Whether you’re a dog parent or a cat’s roommate, the bonds we form with our animals can go incredibly deep, and real love blooms between you. Oxytocin is often released when your dog looks at you, in both your brains, and that’s known as ‘the love drug’. Ultimately, it makes us feel attached to people, animals, and things, and makes us want to be with them as often as we can be.
Which is why, when you lose your beloved pet, their loss can be so devastating. Not only were they a part of the family, but they were your loyal and faithful companion, and you shared so many good times together. You’re going to miss them when they’re gone, and you might not know how to deal with what you’re feeling right now. Which is why I aim to offer some advice.
Take it Seriously
The first, simple thing to do, when losing a beloved pet, is to take the situation seriously. A lot of people believe that the loss of a pet isn’t something to cry about, as they’re not human and therefore couldn’t leave the same mark, but we know that’s simply not the truth.
It’s also a good idea to go and see someone about your loss. Talking to a licensed counsellor about the way you feel, and what you’ve experienced, is a good way to process your pet’s death. These people are there to help, after all, no matter what’s happened in your life or what you’re struggling with.
You can also find a therapist that’s specifically trained in dealing with the loss of a pet. These are professionals that will be able to immediately understand where you’re coming from, and also offer specialised support programs to help you get through this period of your life.
Take Your Time
Once you’re in the throes of grief over your pet’s death, make sure you take your time to properly process what’s happened and how you feel. Losing a pet can make it feel like there’s a gap in your family that shouldn’t be there, and after spending 10 plus years with the same animal, it can be a hard idea to come to terms with. It could take weeks, or it could take months, or you could still be missing and regularly thinking about your pet years later.
Similarly, you should never rush into getting another pet. You need to be able to grieve for the animal you lost, and if you’re trying to shoehorn another animal into that role, it can make it much harder to both bond with and train your new cat or dog, or even your new rabbit or guinea pig. Don’t let yourself become disappointed that your new pet isn’t exactly like your old pet.
Give Them a Good Send Off
Giving your pet a funeral can seem a little excessive – however, it’s an important part of the grieving process, and you definitely owe it to both yourself and your family to have a good send off for such a beloved creature. You need to be able to put some closure on the situation, and say your goodbyes in a way that feels right and special, and that can’t be done if you just instantly try to move on after putting your cat or dog down.
And there are plenty of ways to make your pet’s send off a special occasion. Indeed, if you’ve decided to cremate your cat, in order to keep their ashes in pride of place on the mantelpiece, why not pick up one of these cremation urns for cats from Memorials.com? When the urn looks good, it’s going to help you smile when you look at the urn, or remember your cat, and it’ll give any younger members of the family a physical reminder to hold onto as well.
Remember, You’re Allowed to Grieve Your Pet
When you lose a beloved pet, it’s important to take their loss seriously, especially if you have young children who also lost a best friend. You need to be able to grieve, in a way that feels right and healthy to you, and you need to be able to take some time for yourself. Most of all, never rush into getting a new pet to try and replace the hole that was left behind by your other pet’s loss, and be sure to hold a ceremony that feels special enough to say goodbye at.

###

### INSTRUCTIONS
• a. Answer these questions about the article on losing a pet:
(i) What is the substance released when your dog looks at you known as?
(ii) How long does the article say you might have spent with the same animal?
(iii) Where does the article suggest keeping a cremated cat's ashes?
• b. In the article on losing a pet, write out everything from "Similarly, you should" down to "or dog down.".

### DATASET ENTRIES
###

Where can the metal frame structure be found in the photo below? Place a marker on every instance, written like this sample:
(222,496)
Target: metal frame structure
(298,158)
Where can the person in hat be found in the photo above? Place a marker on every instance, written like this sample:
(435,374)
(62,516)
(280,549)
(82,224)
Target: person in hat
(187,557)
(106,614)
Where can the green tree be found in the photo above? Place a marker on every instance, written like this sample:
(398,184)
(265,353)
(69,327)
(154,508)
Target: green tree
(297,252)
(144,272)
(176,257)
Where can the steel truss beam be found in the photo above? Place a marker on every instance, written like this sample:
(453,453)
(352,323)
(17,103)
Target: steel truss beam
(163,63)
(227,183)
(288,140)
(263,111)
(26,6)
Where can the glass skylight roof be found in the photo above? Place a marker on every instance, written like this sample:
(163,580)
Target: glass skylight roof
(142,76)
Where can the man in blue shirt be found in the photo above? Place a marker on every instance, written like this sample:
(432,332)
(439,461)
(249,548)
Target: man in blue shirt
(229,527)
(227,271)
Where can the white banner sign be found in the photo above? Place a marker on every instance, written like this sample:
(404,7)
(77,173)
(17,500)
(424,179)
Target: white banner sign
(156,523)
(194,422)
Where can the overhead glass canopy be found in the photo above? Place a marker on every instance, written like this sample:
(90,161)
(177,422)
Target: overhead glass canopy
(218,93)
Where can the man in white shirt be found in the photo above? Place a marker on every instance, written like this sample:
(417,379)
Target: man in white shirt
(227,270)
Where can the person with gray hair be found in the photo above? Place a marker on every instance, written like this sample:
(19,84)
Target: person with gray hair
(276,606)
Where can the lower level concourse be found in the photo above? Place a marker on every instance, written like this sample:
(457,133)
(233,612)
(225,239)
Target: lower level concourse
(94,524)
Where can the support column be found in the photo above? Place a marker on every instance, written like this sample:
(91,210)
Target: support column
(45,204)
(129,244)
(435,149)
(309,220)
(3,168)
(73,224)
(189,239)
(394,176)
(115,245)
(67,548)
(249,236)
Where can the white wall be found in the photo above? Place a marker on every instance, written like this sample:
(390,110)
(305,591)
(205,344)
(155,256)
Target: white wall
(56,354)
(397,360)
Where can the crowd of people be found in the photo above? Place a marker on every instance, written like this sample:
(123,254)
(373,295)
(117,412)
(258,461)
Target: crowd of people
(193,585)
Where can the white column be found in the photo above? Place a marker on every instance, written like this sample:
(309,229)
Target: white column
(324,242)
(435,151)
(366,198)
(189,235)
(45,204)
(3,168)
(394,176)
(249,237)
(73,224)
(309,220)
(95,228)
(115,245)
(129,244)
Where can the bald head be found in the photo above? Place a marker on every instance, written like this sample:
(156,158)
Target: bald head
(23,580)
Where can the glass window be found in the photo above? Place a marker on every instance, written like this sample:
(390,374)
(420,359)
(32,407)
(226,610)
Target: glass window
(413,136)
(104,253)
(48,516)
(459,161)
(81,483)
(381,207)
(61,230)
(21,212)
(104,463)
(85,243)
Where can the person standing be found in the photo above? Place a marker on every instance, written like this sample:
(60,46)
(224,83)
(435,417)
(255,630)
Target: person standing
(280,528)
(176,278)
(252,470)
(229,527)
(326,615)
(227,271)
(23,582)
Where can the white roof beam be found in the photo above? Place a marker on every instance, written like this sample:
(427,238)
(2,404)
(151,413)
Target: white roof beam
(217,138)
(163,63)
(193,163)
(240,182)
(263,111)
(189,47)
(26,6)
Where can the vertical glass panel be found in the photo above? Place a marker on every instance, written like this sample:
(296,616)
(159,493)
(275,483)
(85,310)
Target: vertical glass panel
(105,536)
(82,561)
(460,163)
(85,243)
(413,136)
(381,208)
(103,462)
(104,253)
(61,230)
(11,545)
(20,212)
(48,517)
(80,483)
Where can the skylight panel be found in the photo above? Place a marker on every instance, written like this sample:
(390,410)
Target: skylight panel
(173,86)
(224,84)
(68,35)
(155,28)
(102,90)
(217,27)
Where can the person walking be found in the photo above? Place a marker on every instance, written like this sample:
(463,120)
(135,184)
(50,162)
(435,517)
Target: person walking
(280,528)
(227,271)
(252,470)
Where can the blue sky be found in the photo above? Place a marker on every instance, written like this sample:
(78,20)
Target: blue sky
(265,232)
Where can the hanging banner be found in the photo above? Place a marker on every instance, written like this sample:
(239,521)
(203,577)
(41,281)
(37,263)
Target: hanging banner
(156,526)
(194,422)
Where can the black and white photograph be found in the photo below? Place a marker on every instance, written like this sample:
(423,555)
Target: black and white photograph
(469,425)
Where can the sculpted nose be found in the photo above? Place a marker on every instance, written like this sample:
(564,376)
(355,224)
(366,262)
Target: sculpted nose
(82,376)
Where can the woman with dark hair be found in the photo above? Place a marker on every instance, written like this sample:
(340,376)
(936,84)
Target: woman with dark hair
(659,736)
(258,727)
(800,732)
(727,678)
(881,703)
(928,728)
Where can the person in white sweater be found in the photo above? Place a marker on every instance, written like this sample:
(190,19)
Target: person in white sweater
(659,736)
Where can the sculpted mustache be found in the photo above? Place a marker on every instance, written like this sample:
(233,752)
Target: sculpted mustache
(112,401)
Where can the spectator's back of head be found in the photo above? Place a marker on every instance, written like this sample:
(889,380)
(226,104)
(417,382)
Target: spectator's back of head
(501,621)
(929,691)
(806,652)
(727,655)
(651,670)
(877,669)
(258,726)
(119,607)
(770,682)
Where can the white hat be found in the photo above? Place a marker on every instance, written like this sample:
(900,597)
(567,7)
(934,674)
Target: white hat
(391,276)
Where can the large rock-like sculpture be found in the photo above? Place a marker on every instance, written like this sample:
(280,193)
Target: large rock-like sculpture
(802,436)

###

### EXERCISE SOLUTIONS
• a.
(i) 'The love drug'
(ii) 10 plus years
(iii) In pride of place on the mantelpiece

• b.
Similarly, you should never rush into getting another pet. You need to be able to grieve for the animal you lost, and if you’re trying to shoehorn another animal into that role, it can make it much harder to both bond with and train your new cat or dog, or even your new rabbit or guinea pig. Don’t let yourself become disappointed that your new pet isn’t exactly like your old pet.
Give Them a Good Send Off
Giving your pet a funeral can seem a little excessive – however, it’s an important part of the grieving process, and you definitely owe it to both yourself and your family to have a good send off for such a beloved creature. You need to be able to put some closure on the situation, and say your goodbyes in a way that feels right and special, and that can’t be done if you just instantly try to move on after putting your cat or dog down.